→ EXERCISE TEXT:
□ □ □ □ □

|Ocala, FL -
October 24th, 2012|
See the original post on WCJB TV20 ABC on October 24, 2012
Taxpayers in Marion County have 13 days left to decide whether or not they support an increase in property taxes to keep Munroe Regional Medical Center as a public and not for profit hospital.
The alternative is that the facility could be leased to a for- profit hospital.
On Wednesday I met with some employees of Munroe Regional. Some of them have been there for more than 20 years and others have only been there for less than two years. They all expressed the same concerns about what may happen to Munroe if taxpayers vote no for the bond issue.
"We are scared. We just want things to stay. We want to keep providing good care to our patients," said Erin McQuillien.
For the past three years McQuillien has spent her work days at Munroe Regional Medical Center, but she's terrified about the possibility of losing her job if the hospital is leased to a private company.
"I believe they may done the line make an out sourcing. I'm in patient accounting so billing an accounting are big targets for that," said McQuillien.
Nothing is final until the taxpayers cast their vote.
The Marion County Hospital District is asking voters for a $65 million bond issue that will come from increasing property taxes for up to six years, but not to exceed one mill annually.
Vickie Sullivan has worked at Munroe for 20 years. She and other co-workers said their also concerned about services possibly being cut.
"It's going to cost the tax payers about $5.50 a month so $5.50 a month, that's probably gas to Gainesville so you can get your child seen or have your baby. I just think you have to compare what's important to you," said Sullivan.
Community activist Chuck Pardee said $50 a year could mean a lot to taxpayers.
"I feel $65 million is a lot of money to go to the hospital when they say that it will be a band air fix for two to three years and then they will be wanting some more money from us," said Pardee.
Pardee hopes a private company will end up signing a 40 year lease if voters vote no, but employees are letting taxpayers know that their mission is health care they give to the community.
"The people of Marion County own this hospital. Not some corporation whose priority is to make money. We own it, lets keep it that way," said McQuillien.
Employees said they're scared for their job because they attended a meeting with members of Duke Life Point Healthcare.
They were told their job would be safe for a year if Duke took over, but after a year they would have to re-apply for their position.

□ □ □ □ □

→ LISTED ENTRIES:
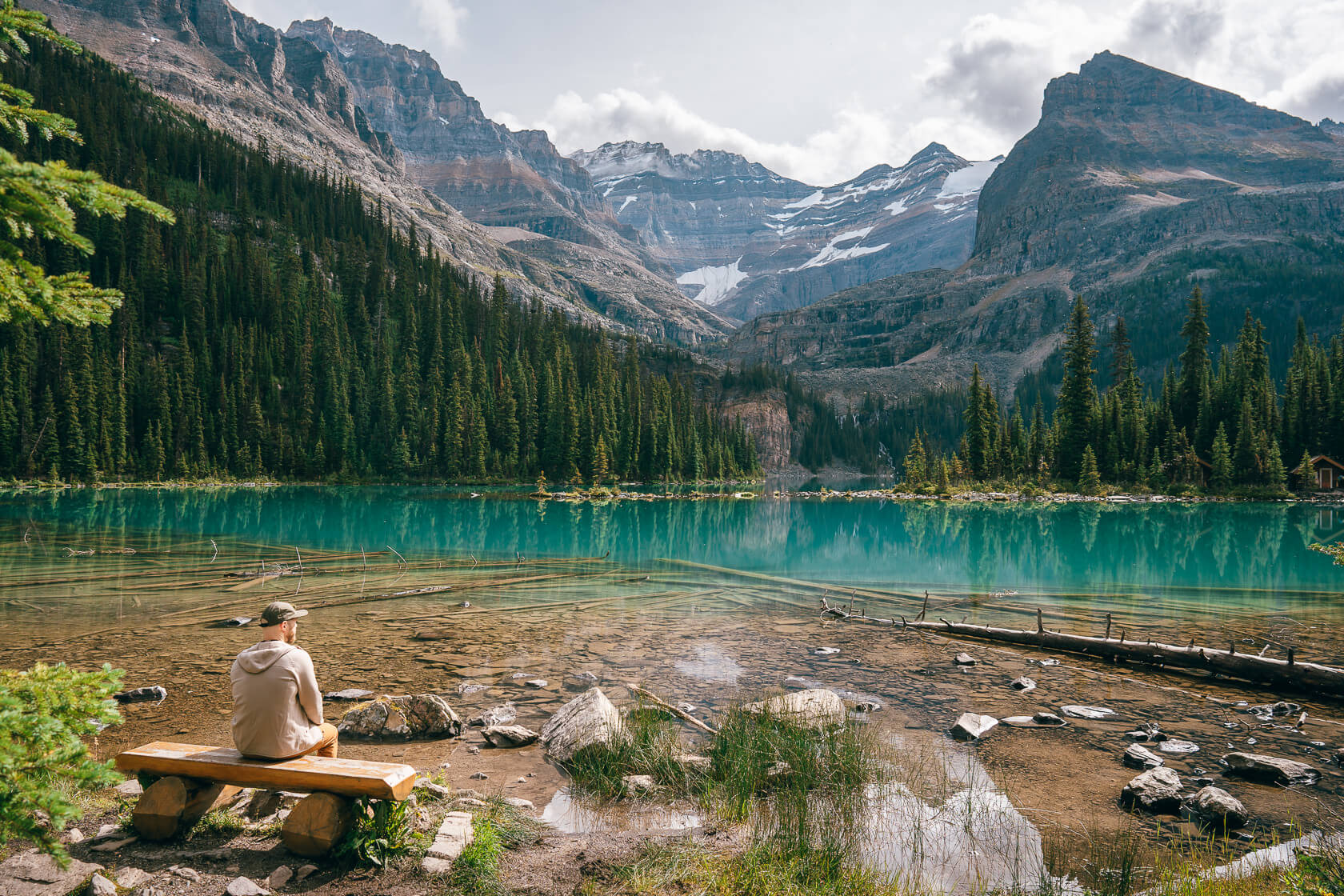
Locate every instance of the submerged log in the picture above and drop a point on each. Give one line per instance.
(1289, 674)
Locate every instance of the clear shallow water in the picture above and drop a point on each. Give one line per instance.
(725, 621)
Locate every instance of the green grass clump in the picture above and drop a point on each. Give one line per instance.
(219, 822)
(383, 830)
(478, 870)
(650, 747)
(684, 866)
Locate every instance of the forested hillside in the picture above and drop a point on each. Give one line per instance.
(282, 328)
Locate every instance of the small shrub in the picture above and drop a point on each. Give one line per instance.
(383, 829)
(45, 715)
(221, 822)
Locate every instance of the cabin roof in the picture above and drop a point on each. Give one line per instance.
(1316, 462)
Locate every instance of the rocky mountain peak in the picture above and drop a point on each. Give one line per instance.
(932, 150)
(1114, 86)
(634, 158)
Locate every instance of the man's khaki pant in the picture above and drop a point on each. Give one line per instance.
(324, 747)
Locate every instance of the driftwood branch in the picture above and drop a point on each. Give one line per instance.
(1284, 674)
(662, 704)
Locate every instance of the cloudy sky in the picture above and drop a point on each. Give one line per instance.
(822, 90)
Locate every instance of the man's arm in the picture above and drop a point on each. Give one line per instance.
(310, 694)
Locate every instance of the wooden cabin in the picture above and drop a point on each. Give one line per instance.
(1327, 472)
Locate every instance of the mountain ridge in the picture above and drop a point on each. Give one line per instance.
(1134, 184)
(745, 239)
(235, 73)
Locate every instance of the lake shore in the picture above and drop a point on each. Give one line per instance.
(743, 490)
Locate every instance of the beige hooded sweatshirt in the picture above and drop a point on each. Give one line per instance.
(277, 704)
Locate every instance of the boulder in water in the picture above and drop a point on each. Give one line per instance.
(504, 714)
(510, 735)
(1270, 769)
(972, 726)
(1138, 757)
(1219, 808)
(422, 715)
(583, 722)
(1158, 790)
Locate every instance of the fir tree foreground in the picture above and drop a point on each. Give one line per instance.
(41, 199)
(46, 714)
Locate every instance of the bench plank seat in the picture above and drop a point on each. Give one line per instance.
(312, 774)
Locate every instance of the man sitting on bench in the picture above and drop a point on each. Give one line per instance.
(277, 704)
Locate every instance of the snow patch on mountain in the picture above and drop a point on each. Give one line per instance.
(968, 180)
(832, 253)
(718, 281)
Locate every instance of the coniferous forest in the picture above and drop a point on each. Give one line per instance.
(1225, 425)
(282, 326)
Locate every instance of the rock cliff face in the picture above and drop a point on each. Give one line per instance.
(1130, 174)
(488, 172)
(256, 82)
(746, 241)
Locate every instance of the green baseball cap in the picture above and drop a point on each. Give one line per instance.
(280, 611)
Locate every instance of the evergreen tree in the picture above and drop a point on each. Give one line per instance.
(1089, 478)
(1221, 464)
(39, 199)
(1194, 360)
(1075, 414)
(1306, 473)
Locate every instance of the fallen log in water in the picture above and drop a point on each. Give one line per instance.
(1310, 678)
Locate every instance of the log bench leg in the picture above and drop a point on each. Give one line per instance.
(316, 824)
(172, 805)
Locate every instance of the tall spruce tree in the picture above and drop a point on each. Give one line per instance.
(1077, 410)
(39, 199)
(1194, 362)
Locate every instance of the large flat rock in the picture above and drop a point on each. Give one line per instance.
(450, 840)
(33, 874)
(583, 722)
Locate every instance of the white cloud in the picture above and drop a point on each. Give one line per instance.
(441, 18)
(852, 142)
(980, 89)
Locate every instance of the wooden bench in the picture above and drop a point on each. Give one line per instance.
(194, 779)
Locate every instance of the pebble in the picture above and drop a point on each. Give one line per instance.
(130, 878)
(130, 787)
(243, 887)
(280, 878)
(113, 846)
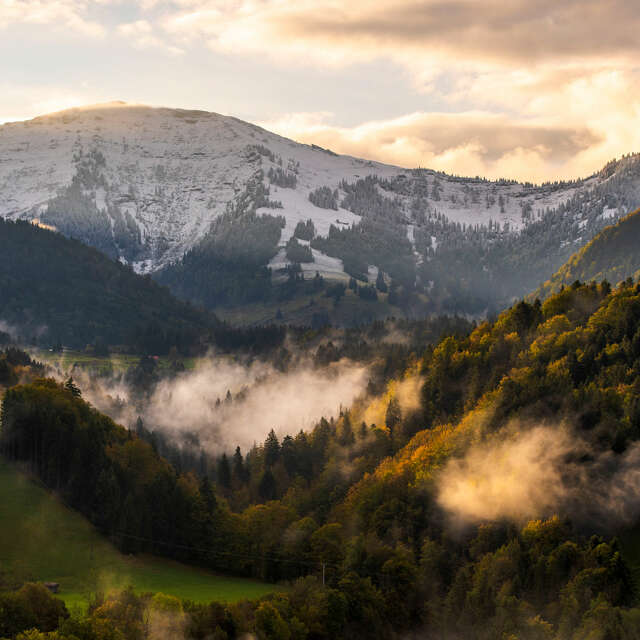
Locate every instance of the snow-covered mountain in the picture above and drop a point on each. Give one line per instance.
(145, 185)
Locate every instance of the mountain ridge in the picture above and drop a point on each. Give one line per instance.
(185, 194)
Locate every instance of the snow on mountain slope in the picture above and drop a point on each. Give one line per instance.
(145, 184)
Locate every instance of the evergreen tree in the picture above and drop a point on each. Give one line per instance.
(70, 386)
(271, 449)
(267, 486)
(381, 285)
(224, 472)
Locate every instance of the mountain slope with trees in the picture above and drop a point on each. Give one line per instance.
(612, 255)
(352, 511)
(209, 205)
(58, 290)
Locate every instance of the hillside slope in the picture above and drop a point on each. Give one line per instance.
(612, 255)
(59, 290)
(210, 204)
(480, 496)
(42, 540)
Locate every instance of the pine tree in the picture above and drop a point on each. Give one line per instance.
(271, 449)
(224, 472)
(70, 386)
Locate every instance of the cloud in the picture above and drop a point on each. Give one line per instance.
(523, 473)
(537, 91)
(141, 35)
(470, 143)
(67, 15)
(262, 399)
(490, 32)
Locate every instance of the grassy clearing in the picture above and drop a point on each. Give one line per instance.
(351, 310)
(114, 363)
(43, 540)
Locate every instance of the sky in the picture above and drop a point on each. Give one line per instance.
(536, 91)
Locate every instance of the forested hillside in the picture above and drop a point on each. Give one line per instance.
(479, 495)
(57, 290)
(612, 255)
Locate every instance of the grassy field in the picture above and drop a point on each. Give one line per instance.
(114, 363)
(43, 540)
(351, 310)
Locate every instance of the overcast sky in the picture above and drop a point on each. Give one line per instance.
(536, 90)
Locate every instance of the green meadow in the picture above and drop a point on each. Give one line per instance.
(43, 540)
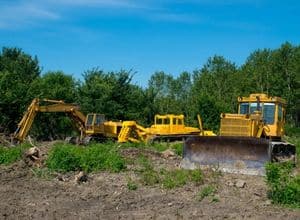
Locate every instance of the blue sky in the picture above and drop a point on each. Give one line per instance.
(146, 36)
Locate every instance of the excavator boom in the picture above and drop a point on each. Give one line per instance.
(71, 110)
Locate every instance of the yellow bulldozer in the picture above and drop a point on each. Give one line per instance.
(168, 127)
(95, 126)
(246, 140)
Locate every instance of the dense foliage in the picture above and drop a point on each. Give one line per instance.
(64, 158)
(209, 90)
(284, 188)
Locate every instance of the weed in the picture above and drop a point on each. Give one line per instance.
(9, 155)
(43, 173)
(64, 158)
(131, 185)
(178, 147)
(205, 192)
(283, 187)
(174, 178)
(196, 176)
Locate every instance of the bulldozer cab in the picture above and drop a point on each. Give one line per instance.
(272, 110)
(166, 124)
(95, 123)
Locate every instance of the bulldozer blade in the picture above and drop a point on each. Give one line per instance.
(229, 154)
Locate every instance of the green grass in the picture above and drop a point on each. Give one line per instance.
(9, 155)
(66, 157)
(284, 188)
(293, 136)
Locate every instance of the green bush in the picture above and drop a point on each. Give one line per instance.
(64, 158)
(9, 155)
(283, 187)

□ □ □ □ □

→ REQUIREMENT 1:
Sum up the hospital bond article in two sentences.
→ REQUIREMENT 2:
Answer these questions from the hospital bond article, one answer per line:
(a) How long has Vickie Sullivan worked at Munroe?
(b) For up to how many years would property taxes be raised to fund the bond issue?
(c) What were employees told would happen to their jobs if Duke took over?

→ RESPONSE 1:
Marion County taxpayers have 13 days left to vote on a $65 million bond issue, paid for by higher property taxes, that would keep Munroe Regional Medical Center a public, not-for-profit hospital instead of possibly leasing it to a for-profit hospital. Employees fear losing their jobs and having services cut, while community activist Chuck Pardee calls $65 million a lot of money and hopes a private company will sign a 40-year lease if voters vote no.

→ RESPONSE 2:
(a) 20 years.
(b) Up to six years.
(c) Their jobs would be safe for a year, but after that they would have to re-apply for their positions.